● Task objective
Repeat only the stretch of lines below that runs from the line with "Target: snow on ground" through the line with "Target: snow-capped mountain", unaltered.

● Exercise materials
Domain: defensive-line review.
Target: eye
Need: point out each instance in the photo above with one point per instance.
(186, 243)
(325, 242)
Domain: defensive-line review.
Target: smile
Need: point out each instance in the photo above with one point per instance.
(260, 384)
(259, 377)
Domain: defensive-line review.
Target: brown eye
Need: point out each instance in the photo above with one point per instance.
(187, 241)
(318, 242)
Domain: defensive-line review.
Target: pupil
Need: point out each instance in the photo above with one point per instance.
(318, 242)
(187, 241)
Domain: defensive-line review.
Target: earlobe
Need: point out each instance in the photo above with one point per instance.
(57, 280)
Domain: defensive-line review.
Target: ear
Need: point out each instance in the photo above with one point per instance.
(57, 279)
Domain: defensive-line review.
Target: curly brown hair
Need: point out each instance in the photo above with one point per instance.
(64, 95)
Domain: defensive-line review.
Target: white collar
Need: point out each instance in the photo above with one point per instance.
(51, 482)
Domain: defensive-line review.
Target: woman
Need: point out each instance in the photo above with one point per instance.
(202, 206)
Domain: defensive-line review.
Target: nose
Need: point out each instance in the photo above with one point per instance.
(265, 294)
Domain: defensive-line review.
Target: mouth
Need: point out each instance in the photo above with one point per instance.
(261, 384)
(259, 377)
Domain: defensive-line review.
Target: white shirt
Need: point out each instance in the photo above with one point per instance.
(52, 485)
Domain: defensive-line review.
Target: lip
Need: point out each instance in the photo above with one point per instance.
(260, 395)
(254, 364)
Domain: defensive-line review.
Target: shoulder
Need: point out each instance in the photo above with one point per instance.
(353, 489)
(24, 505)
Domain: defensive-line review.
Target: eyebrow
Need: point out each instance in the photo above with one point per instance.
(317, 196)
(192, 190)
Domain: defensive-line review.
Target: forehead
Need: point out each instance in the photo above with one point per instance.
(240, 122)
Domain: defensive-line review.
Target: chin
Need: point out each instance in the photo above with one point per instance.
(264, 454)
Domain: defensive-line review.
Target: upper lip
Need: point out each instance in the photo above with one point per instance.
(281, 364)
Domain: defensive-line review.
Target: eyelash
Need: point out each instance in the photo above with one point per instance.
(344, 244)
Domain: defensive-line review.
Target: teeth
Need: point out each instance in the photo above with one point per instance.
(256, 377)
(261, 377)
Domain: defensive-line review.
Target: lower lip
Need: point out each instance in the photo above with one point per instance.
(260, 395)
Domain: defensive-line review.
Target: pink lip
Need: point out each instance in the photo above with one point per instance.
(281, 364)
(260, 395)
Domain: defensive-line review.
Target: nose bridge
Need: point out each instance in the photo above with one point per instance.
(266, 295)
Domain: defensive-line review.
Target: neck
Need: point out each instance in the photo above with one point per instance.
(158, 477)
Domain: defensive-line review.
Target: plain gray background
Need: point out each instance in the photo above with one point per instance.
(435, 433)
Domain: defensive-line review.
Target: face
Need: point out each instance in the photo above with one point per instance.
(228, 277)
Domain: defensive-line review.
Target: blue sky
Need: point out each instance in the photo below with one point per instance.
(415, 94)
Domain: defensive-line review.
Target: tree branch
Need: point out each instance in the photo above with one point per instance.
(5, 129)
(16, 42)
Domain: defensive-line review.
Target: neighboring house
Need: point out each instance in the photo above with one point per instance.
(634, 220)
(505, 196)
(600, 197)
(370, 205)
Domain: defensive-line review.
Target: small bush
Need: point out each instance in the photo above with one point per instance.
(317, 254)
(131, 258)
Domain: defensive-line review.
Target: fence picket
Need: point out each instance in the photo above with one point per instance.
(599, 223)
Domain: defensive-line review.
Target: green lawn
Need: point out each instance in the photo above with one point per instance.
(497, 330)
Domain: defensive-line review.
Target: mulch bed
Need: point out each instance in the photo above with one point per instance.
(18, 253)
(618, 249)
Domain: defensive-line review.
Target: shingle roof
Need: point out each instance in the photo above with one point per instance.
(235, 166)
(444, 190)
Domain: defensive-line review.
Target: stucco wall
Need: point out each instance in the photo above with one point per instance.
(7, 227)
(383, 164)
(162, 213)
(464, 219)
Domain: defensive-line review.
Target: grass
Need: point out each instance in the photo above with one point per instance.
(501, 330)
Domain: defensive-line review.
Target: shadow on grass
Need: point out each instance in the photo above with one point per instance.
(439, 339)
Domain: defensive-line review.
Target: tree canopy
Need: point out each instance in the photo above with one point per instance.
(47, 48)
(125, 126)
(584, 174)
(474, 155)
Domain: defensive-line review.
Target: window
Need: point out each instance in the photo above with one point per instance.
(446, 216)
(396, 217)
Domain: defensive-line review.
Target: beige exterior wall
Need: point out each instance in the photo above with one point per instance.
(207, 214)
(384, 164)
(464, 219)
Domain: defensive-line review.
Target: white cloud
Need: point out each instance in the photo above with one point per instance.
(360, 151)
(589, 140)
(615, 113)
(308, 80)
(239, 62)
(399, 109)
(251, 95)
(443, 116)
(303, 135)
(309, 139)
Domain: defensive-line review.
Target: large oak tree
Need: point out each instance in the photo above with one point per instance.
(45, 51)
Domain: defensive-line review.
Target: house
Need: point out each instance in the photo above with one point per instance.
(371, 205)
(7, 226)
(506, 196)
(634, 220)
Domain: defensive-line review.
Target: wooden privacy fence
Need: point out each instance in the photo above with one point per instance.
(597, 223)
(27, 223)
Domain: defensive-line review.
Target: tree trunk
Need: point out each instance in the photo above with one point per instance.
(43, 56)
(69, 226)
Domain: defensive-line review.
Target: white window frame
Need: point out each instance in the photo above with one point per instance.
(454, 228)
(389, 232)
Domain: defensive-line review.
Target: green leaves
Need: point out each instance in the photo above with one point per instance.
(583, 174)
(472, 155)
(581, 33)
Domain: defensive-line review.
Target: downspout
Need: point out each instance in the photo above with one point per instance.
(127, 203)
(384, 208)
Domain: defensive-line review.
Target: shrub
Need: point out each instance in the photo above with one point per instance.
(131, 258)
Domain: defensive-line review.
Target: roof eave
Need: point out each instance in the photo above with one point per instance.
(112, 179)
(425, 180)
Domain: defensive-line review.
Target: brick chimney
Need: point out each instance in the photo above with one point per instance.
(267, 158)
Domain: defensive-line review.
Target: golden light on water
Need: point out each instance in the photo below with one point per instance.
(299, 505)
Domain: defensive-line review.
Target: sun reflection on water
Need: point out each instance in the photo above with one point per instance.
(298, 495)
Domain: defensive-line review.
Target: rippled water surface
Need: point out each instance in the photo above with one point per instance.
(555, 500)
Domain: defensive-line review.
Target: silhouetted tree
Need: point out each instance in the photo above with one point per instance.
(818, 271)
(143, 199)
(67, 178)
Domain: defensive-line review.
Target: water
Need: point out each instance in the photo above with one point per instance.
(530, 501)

==

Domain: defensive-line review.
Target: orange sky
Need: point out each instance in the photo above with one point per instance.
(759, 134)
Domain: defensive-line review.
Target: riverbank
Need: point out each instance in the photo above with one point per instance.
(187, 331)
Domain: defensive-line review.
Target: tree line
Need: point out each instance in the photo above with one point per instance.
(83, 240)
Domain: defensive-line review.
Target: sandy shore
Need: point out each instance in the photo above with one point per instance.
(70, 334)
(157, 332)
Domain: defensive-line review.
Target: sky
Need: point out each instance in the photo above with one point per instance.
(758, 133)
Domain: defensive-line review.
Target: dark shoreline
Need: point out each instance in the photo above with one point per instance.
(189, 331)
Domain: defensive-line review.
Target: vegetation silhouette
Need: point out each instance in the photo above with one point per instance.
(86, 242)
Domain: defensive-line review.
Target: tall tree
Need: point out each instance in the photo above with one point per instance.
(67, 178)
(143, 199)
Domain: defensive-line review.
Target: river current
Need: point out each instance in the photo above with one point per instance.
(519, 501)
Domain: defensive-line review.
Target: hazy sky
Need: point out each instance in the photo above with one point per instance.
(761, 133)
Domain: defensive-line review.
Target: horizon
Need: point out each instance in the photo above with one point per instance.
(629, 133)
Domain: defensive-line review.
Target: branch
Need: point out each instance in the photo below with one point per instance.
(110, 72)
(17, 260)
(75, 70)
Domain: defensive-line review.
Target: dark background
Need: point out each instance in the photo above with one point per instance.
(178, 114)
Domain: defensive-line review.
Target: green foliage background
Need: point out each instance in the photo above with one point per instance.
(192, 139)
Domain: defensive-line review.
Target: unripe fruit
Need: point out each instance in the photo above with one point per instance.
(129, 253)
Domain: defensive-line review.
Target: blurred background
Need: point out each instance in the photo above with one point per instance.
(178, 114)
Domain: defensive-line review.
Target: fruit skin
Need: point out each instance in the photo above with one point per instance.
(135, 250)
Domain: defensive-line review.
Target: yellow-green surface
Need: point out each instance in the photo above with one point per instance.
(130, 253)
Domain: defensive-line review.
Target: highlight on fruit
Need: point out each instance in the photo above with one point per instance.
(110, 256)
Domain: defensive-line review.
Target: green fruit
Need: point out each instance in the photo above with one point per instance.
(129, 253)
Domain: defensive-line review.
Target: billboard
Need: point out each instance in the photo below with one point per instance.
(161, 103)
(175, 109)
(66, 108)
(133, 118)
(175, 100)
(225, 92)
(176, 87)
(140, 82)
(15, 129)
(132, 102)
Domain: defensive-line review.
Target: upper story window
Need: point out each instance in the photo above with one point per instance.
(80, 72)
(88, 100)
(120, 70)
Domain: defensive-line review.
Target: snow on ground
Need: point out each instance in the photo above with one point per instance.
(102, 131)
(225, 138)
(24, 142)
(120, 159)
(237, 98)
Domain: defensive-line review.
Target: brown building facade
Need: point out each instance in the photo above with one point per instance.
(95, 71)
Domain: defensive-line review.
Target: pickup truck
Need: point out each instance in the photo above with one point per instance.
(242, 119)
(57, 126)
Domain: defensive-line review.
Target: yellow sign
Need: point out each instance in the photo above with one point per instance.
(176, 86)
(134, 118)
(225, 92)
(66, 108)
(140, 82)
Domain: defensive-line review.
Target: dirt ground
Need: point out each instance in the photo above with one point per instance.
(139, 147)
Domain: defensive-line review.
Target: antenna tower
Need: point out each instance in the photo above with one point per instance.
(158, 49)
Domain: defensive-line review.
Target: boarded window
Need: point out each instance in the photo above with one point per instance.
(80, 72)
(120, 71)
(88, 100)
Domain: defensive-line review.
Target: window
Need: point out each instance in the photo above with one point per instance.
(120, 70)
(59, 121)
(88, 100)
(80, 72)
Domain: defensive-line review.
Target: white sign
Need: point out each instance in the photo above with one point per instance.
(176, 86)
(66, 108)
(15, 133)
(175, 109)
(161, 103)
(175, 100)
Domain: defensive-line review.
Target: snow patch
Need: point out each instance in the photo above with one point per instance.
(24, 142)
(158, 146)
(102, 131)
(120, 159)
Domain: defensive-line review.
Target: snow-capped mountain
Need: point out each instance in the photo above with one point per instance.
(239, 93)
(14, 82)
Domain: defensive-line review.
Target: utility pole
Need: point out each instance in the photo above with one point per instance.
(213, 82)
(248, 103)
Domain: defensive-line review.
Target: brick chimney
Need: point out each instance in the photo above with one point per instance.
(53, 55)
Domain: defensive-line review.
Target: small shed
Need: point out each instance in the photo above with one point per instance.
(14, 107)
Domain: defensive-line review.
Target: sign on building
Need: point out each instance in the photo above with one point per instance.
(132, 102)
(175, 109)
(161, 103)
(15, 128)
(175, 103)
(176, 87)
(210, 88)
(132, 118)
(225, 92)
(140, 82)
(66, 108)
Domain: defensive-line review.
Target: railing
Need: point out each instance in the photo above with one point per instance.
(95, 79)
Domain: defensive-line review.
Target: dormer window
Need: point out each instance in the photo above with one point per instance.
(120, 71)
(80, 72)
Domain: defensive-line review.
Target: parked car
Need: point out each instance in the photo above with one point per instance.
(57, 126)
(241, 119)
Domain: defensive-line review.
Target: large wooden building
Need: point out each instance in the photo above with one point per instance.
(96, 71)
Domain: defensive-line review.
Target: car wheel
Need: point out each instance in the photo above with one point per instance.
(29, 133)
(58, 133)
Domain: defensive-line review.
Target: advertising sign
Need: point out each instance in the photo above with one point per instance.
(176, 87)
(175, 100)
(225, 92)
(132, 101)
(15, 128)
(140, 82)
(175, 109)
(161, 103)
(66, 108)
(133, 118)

● Task answer
Target: snow on ground
Need: point out each instance in the photo above with one point per instance.
(102, 131)
(225, 138)
(24, 142)
(120, 159)
(237, 98)
Domain: defensive-line review.
Target: brown building facade
Need: point out each instance in the photo above with one point per instance.
(95, 71)
Domain: defensive-line review.
Target: pickup truck
Need: point out each instance in the photo above with one point per instance.
(242, 119)
(57, 126)
Domain: defensive-line review.
Target: yellow sign
Need: point out each instance in the photo above with one point per instance.
(176, 86)
(134, 118)
(225, 92)
(66, 108)
(140, 82)
Domain: defensive-line review.
Target: dirt ground
Need: point out each instance in the photo above with one point per instance.
(139, 147)
Domain: defensive-line review.
Target: antenna tower
Need: point out each instance in the photo above with one point per instance.
(158, 49)
Domain: defensive-line review.
Target: boarded window
Need: point out each instance in the photo above with one point per instance.
(80, 72)
(120, 71)
(88, 100)
Domain: defensive-line review.
Target: window
Need: point out each instance in the photo above with one point per instance.
(120, 70)
(59, 121)
(88, 100)
(80, 72)
Domain: defensive-line review.
Target: white sign
Need: point out each instance in the photo above with one point per instance.
(176, 86)
(66, 108)
(15, 133)
(175, 109)
(161, 103)
(175, 100)
Domain: defensive-line review.
Target: snow patch
Need: point out each instance in the photo above with one point per instance.
(24, 142)
(158, 146)
(102, 131)
(120, 159)
Domain: defensive-line review.
Target: snow-capped mountain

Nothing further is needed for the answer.